[PROBLEM TO WORK ON]: Please list every name in the piece on nicknames below that combines a first name and a surname.

Who on earth is Cat Robinson?! I’m Catherine Summers. Sure, I’ve been Cat and I’ve been Robinson, but if someone called out CAT ROBINSON? in the doctor’s waiting room, I wouldn’t bat an eyelid. That’s some other person, not me.
Don’t call me Auntie, either
What I’m saying is that I think we should have the good grace to call people what they want to be called. Sure, nicknames develop organically (or at least they SHOULD, there’s nothing worse than a forced nickname) and most of us have had nicknames from friends and family that either wear off over time, or are only used within that circle, or completely replace the name we were given at birth entirely. But nicknames are usually fun and lighthearted and different from simply shortening names.
Could you imagine Vicky Beckham (who?) or her husband Dave Beckham? Both sound all sorts of wrong. And I’m sure many people were corrected if or when they were ever called Vicky or Dave to their faces.
(I’m sorry, but I’m stifling a laugh to think about the Beckhams being called Dave and Vicky.)
And as well as shortening names, there’s the “names for relatives” conundrum. But it shouldn’t be a conundrum at all, because if someone’s aunt and uncle - let’s say Edna and Arthur - asked to be called Aunt Edna and Uncle Arthur, then that should be respected. It’s their choice.
Likewise, I became an aunt at the tender age of 14, and have NEVER wanted to be called Auntie Catherine. My nieces and nephews respected that - though it didn’t stop me from obtaining various weird nicknames (the organic nicknames I mentioned earlier) due to the difficulty of toddlers trying to say the name CATH-ER-INE. If I was ever called Auntie Catherine to my face now, they’d get a highly amused “Er, who are you calling Auntie?!” and I’d giggle at how ridiculous it sounds.

[Extracted data entries]
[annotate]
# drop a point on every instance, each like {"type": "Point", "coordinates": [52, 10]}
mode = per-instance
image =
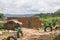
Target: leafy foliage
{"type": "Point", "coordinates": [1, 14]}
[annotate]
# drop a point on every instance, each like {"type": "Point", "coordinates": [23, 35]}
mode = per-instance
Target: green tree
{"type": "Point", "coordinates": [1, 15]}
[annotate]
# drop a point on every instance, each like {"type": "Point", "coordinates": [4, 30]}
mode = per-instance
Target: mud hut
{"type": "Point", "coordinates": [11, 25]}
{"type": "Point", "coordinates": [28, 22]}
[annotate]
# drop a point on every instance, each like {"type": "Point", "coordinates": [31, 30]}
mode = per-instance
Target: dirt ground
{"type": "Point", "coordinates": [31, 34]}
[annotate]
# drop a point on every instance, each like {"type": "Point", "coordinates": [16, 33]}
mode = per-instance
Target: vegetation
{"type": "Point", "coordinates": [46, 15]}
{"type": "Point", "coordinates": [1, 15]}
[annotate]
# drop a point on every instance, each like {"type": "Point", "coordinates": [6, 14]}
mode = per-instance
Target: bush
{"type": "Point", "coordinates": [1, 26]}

---

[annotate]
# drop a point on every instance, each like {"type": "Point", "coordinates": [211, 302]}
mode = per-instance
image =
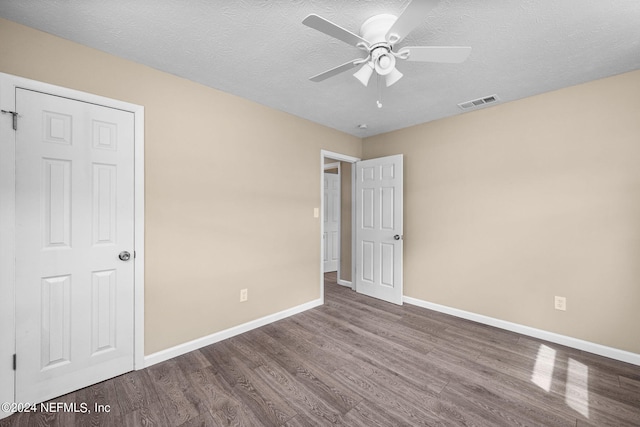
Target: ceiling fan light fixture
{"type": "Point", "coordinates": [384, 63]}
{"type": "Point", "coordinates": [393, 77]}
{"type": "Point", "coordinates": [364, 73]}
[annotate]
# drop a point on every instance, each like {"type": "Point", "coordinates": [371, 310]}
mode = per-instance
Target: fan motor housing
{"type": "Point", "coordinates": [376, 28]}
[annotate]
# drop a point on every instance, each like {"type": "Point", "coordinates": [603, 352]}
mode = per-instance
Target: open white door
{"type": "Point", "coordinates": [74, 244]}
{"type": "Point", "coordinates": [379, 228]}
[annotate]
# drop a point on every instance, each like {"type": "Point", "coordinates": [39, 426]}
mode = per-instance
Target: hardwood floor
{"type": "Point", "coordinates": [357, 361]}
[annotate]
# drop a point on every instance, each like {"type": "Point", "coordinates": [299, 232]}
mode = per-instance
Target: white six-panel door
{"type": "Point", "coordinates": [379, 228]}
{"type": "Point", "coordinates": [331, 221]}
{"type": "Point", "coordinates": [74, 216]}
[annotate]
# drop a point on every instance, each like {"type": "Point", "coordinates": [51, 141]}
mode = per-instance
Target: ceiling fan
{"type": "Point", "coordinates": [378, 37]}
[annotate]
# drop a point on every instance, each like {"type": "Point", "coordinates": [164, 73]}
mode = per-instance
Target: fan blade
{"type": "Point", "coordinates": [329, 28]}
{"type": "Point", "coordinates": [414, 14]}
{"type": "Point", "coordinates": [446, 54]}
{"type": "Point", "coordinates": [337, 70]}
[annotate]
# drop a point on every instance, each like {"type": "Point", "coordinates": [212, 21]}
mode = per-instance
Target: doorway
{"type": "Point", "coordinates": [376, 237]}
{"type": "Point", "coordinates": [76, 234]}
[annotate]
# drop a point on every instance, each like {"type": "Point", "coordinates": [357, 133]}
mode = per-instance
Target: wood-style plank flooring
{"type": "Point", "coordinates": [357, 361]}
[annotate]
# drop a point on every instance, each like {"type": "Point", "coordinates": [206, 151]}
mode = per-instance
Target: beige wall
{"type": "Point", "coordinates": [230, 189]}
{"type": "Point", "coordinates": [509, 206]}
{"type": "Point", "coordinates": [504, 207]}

[EXPECTED ANSWER]:
- Cat Robinson
- Catherine Summers
- Vicky Beckham
- Dave Beckham